Before I started writing on this topic, following my old habit, I checked the dictionary-meaning of the word ‘introspection’ and found it to be stated as, “The act of looking within oneself”. I found this meaning quite simple and understandable. After contemplating over it for some time, I realized that this may sound simple but the process is not so simple.

To explain its complexity, I want to share a story that a preacher had once shared with me and my family :

A family once came to the preacher for some counselling. The problem the family was facing was constant disputes, quarrels, and unhealthy arguments among the members. The head of the family was complaining, “My son never listens to me, my daughter-in-law always disobeys, my grandson does not know how to talk to his elders and my wife always counters whatever I say.” The preacher asked him if there were any flaws or problems in his own behaviour  towards others. He said that he did not have any problem. It was the other members that had the problem. They were the ones responsible for the quarrels. The preacher further asked the man if he got involved in the quarrels. He spontaneously replied, “I do, but I never initiate those arguments. It is always someone else who does.” After a small pause, the preacher asked him what he thought the solution should be. Quite confidently, he replied, “Tell all my family members to improve themselves and to start behaving the way they should.”

“What about you?” asked the preacher.

To this, the man assertively said, “Once everyone else improves, the problem will automatically go away.”

The dialogues of the head of the family in this story clearly depict that he is the last person in the family who wants to change himself. He wanted everyone else to make a change but he realized neither the need, nor the importance of contemplating and reflecting over his own behaviour. Interestingly, most of us share the same views as that of the character in the story. It is very easy to blame others, but it is really hard to sit down and think, “What was my role in the situation? What could I have done differently to make the situation better? Is it the environment, surroundings and other people who are the cause of the problem or is there something wrong with me which contributes in making the situation worse? Honestly speaking, we all avoid thinking of our own responsibility. We wish for the world to be a better place full of responsible citizens, sans our own selves. It is easy to pass the buck on to others, isn’t it?
....................
Work order A:
Rewrite the introspection passage from "Before I started" up to and including "not so simple.", using "straightforward" in place of "simple".
Work order B:
According to the introspection passage, why does the author share the preacher's story?

Given data:
....................
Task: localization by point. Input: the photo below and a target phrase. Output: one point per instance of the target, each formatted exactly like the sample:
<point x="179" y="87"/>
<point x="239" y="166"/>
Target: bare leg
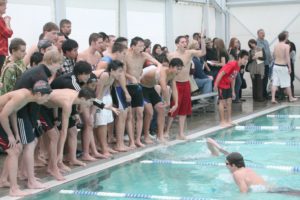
<point x="120" y="128"/>
<point x="28" y="160"/>
<point x="147" y="121"/>
<point x="52" y="149"/>
<point x="169" y="124"/>
<point x="160" y="121"/>
<point x="101" y="132"/>
<point x="12" y="164"/>
<point x="289" y="93"/>
<point x="222" y="112"/>
<point x="181" y="135"/>
<point x="129" y="127"/>
<point x="72" y="143"/>
<point x="229" y="103"/>
<point x="86" y="135"/>
<point x="273" y="92"/>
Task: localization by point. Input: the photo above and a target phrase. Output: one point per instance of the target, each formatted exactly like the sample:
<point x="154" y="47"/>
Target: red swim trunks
<point x="184" y="99"/>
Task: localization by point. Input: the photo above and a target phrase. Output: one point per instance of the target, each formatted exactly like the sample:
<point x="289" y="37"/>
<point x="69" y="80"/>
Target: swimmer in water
<point x="246" y="179"/>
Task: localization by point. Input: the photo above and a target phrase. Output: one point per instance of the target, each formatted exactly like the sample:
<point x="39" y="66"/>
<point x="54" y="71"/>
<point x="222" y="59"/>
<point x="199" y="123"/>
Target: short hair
<point x="44" y="44"/>
<point x="260" y="30"/>
<point x="50" y="26"/>
<point x="64" y="22"/>
<point x="135" y="40"/>
<point x="282" y="36"/>
<point x="94" y="37"/>
<point x="15" y="44"/>
<point x="121" y="39"/>
<point x="147" y="43"/>
<point x="2" y="2"/>
<point x="236" y="159"/>
<point x="86" y="93"/>
<point x="177" y="40"/>
<point x="243" y="53"/>
<point x="52" y="56"/>
<point x="251" y="41"/>
<point x="82" y="67"/>
<point x="176" y="62"/>
<point x="93" y="78"/>
<point x="41" y="86"/>
<point x="114" y="65"/>
<point x="69" y="45"/>
<point x="36" y="58"/>
<point x="118" y="47"/>
<point x="104" y="35"/>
....................
Task response A:
Before I started writing on this topic, following my old habit, I checked the dictionary-meaning of the word ‘introspection’ and found it to be stated as, “The act of looking within oneself”. I found this meaning quite straightforward and understandable. After contemplating over it for some time, I realized that this may sound straightforward but the process is not so straightforward.

Task response B:
The author shares the story to explain the complexity of introspection. After thinking over its dictionary meaning, "The act of looking within oneself," the author realized that it may sound simple but the process is not so simple.